### Written request
The lines to extract begin at the one containing "Reviewer note: confirm that every instance of the chilean" and run to the end of the listing; set them down exactly and alone.

(Stored dataset items)
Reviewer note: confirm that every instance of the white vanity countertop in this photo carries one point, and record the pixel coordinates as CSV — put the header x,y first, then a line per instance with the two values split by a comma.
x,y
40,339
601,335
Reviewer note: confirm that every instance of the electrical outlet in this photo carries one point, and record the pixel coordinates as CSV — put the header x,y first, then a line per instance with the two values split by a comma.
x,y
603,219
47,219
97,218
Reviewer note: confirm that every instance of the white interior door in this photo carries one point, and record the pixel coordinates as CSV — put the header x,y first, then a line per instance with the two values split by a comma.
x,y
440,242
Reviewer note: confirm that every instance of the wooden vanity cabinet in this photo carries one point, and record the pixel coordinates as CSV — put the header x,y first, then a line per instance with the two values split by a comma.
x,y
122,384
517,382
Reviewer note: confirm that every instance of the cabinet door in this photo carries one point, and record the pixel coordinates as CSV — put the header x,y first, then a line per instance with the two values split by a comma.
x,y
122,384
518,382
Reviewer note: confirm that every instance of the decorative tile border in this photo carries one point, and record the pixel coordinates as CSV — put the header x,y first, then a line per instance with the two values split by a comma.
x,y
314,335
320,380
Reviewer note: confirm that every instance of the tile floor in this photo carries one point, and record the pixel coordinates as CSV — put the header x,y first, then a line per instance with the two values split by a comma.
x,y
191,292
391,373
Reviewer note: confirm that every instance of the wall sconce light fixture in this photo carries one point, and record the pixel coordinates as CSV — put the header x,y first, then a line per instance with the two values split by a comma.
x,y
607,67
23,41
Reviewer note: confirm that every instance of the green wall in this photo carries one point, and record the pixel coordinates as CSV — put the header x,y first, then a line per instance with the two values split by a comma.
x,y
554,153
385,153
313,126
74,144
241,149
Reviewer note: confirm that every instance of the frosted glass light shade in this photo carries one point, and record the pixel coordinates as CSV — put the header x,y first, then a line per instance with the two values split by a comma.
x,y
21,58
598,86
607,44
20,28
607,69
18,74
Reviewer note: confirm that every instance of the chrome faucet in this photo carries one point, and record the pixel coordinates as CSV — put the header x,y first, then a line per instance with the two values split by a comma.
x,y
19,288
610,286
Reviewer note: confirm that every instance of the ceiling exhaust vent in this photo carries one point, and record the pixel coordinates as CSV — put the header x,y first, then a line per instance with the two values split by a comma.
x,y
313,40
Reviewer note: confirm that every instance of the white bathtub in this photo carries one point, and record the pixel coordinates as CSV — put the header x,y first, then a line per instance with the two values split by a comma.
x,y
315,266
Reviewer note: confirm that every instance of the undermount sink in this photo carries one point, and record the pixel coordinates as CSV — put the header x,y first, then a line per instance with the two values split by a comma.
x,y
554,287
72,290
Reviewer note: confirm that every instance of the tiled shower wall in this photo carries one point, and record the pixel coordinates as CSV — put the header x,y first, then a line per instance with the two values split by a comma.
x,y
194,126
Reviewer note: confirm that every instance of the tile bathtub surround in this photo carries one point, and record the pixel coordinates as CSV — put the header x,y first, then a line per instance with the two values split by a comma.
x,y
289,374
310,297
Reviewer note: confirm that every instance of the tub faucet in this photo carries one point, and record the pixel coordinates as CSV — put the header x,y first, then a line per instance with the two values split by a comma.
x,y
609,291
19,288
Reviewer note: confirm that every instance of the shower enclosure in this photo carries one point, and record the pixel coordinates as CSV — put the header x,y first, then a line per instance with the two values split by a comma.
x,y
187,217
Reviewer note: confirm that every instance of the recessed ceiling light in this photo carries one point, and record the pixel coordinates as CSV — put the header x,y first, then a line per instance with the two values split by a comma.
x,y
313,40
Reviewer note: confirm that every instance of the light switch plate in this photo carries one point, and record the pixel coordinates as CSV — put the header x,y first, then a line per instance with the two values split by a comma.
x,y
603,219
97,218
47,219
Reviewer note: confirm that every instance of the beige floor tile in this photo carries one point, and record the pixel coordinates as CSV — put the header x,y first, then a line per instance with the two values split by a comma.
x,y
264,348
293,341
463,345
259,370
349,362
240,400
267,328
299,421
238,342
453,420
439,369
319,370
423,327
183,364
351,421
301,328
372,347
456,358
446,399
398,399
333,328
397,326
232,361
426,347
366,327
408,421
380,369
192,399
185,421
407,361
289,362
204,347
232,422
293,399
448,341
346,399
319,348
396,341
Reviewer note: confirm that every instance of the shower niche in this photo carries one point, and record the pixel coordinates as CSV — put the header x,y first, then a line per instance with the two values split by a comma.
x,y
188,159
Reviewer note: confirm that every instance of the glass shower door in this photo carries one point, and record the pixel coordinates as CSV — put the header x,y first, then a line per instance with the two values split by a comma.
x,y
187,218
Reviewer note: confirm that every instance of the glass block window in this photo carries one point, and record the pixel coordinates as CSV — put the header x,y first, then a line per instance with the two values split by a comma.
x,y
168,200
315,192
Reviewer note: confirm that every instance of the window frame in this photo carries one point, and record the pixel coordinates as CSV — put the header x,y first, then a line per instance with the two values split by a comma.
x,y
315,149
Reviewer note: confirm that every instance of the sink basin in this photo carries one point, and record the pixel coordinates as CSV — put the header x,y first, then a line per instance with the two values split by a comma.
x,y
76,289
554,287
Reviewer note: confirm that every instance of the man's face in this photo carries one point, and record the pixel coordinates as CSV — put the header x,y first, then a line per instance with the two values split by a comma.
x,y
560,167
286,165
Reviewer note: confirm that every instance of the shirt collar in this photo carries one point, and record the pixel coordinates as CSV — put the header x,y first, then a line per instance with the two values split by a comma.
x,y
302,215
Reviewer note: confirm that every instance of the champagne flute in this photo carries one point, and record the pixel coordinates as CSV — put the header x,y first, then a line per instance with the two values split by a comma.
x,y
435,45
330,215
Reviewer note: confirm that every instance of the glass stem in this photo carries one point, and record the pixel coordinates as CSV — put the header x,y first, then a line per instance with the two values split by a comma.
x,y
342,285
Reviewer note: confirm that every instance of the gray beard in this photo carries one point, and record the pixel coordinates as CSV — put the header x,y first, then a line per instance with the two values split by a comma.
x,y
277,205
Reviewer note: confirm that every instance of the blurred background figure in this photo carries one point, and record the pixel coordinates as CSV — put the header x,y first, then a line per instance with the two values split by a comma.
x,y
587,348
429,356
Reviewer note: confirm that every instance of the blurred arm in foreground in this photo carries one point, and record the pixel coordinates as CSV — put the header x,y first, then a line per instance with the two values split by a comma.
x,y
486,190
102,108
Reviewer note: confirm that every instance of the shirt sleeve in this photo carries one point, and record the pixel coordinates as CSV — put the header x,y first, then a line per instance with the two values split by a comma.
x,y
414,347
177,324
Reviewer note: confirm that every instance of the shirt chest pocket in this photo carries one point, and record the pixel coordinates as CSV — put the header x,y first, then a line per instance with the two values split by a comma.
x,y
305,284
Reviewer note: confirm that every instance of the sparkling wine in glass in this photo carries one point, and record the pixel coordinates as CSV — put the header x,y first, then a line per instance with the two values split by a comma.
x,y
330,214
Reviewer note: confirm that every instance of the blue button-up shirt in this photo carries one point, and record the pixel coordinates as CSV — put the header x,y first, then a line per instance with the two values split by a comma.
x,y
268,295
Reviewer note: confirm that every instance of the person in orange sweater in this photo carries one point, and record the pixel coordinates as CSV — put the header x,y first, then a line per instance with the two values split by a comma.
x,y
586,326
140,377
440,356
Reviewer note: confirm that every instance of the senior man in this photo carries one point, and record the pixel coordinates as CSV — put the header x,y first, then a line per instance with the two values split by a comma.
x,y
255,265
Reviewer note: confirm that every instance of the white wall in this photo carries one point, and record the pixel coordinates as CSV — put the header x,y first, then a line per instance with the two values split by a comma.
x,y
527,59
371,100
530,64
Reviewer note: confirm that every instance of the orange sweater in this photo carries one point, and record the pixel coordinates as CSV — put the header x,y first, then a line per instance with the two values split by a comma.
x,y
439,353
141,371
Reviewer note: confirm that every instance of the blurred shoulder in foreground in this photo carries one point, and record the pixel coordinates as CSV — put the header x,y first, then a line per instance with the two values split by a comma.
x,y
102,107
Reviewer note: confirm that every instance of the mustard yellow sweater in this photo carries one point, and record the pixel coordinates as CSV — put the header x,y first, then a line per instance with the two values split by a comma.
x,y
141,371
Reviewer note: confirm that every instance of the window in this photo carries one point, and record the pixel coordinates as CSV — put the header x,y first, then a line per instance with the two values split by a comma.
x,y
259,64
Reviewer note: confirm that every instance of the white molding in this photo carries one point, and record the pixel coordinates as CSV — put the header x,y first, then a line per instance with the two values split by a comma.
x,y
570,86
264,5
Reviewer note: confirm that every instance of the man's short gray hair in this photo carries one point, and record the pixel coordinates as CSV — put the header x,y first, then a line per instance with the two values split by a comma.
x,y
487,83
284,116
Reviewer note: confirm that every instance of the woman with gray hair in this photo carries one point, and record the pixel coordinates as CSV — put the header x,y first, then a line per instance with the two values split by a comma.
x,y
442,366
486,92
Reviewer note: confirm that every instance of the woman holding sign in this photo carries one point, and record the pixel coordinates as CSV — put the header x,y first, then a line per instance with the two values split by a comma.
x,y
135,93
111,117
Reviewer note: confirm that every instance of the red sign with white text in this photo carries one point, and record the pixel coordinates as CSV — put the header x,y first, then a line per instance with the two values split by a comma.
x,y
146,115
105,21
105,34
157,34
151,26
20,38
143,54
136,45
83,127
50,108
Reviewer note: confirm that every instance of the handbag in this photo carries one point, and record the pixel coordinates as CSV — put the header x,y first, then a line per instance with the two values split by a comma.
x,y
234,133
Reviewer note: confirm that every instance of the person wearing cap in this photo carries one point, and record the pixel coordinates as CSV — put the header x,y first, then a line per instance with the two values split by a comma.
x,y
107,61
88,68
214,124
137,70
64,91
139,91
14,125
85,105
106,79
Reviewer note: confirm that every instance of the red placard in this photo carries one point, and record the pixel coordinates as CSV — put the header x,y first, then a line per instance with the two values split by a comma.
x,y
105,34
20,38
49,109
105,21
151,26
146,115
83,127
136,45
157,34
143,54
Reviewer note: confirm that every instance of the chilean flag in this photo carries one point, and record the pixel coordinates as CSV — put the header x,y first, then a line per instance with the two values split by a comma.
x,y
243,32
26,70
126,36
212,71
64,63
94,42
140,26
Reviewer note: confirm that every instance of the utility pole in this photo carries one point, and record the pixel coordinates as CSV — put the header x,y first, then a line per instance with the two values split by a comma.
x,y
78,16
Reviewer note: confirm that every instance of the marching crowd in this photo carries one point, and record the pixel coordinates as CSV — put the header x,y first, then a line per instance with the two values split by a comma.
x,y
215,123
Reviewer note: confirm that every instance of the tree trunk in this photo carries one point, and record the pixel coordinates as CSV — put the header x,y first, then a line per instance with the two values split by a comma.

### Exercise response
Reviewer note: confirm that every instance of the chilean flag in this photo carries one point, and record the pixel coordinates as CSV — put the header x,y first, then a line per instance with the two values split by a comma.
x,y
243,32
26,70
126,36
212,71
64,63
94,42
140,26
Reviewer note: confirm that every instance of the utility pole in this photo carries one point, and record the pixel coordinates as CSV — put the header x,y first, then a line per instance with the two values split by a comma.
x,y
78,16
Reviewer note: confirm that every instance of the marching crowd in this photo carries one point, and record the pixel coordinates as CSV — put the header x,y first, then a line per instance with the two values split by a comma.
x,y
215,123
Reviewer note: confirm that every instance of the tree trunk in this photo carries one point, and record the pixel coordinates as CSV — put the header x,y first, then a line per instance with the two values split by a comma.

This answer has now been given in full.